§ ZIEL
Filtere die folgenden Zeilen und gib jede Zeile wieder, in der das Wort „windmill“ vorkommt.

§ Gespeicherte Zeilen aus einer Sammlung
--- --- ---

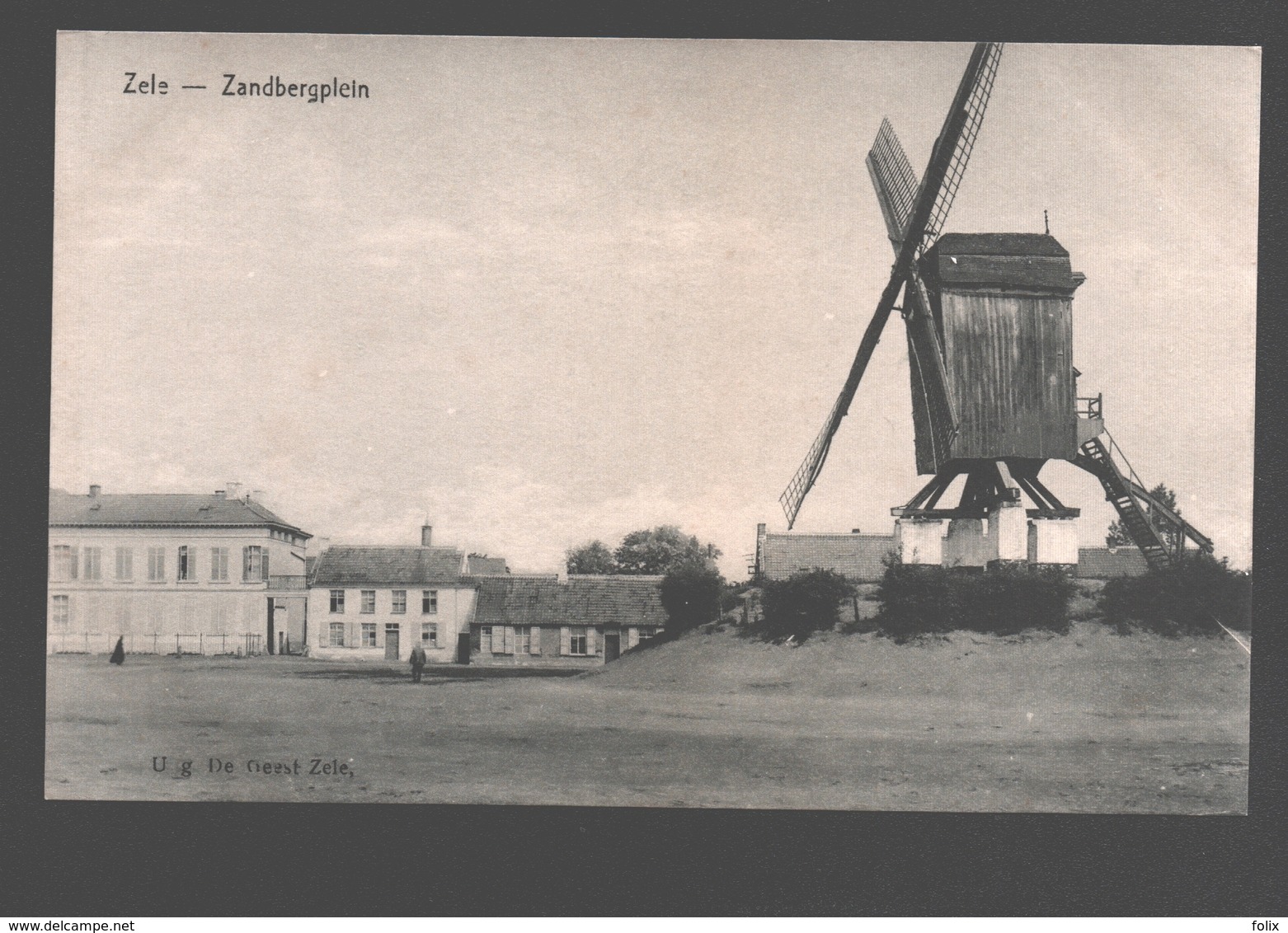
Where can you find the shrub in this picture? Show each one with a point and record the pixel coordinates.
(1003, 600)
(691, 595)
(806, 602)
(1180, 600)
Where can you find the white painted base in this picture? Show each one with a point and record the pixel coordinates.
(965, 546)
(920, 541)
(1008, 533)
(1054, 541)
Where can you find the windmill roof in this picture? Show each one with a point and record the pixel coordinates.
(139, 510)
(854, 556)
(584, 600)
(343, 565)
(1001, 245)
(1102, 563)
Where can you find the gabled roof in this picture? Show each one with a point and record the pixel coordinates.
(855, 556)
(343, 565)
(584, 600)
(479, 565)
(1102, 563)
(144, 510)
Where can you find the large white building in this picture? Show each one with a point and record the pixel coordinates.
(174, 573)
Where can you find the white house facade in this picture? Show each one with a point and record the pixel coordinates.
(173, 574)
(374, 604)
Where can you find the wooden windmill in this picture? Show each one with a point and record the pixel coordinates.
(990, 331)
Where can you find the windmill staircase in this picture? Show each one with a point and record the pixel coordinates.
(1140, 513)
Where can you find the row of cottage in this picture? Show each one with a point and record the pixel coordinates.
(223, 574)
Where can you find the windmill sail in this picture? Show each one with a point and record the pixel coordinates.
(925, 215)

--- --- ---

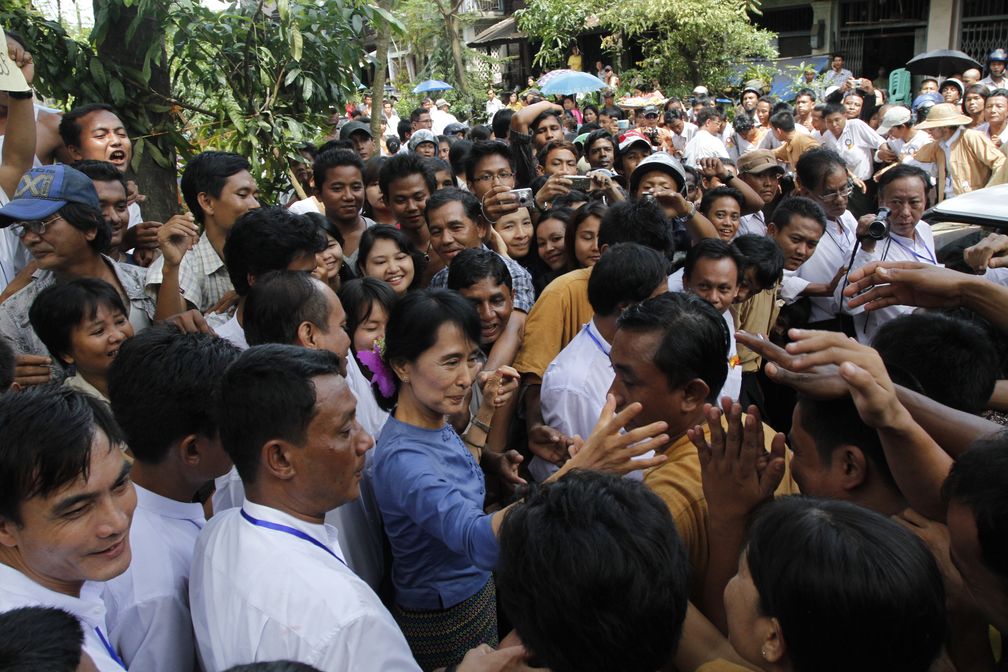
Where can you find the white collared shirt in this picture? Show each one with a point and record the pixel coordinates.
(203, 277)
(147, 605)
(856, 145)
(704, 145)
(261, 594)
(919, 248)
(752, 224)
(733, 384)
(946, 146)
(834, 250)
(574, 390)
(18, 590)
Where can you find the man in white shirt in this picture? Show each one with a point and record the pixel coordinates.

--- --- ---

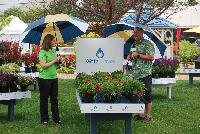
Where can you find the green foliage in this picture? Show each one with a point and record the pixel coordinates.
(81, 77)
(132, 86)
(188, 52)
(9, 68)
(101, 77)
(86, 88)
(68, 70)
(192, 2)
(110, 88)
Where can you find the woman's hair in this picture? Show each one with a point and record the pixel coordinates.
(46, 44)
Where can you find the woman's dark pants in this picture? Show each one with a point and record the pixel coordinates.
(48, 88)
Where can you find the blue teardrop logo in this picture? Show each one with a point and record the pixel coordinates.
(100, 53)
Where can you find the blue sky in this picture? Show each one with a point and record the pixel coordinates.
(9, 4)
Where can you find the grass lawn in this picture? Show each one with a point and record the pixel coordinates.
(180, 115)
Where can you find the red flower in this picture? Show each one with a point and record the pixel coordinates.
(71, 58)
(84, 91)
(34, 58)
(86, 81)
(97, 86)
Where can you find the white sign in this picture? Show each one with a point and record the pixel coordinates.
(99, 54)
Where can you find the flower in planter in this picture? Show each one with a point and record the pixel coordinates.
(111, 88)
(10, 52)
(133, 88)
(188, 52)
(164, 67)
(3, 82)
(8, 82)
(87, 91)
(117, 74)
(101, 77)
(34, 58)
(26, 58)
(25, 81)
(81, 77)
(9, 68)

--- --- ---

§ RICHTIGE ANTWORT
Where can you find the windmill roof in this picture? Show each one with a point and record the pixel coordinates.
Where can you find the wooden windmill in this picture? Show each one with a point and record the pixel coordinates.
Where can you find the windmill staircase in this picture? Show each one with a point and record the pixel coordinates.
Where can you find the windmill sail in this picture? Show each one with a point and record the pixel coordinates.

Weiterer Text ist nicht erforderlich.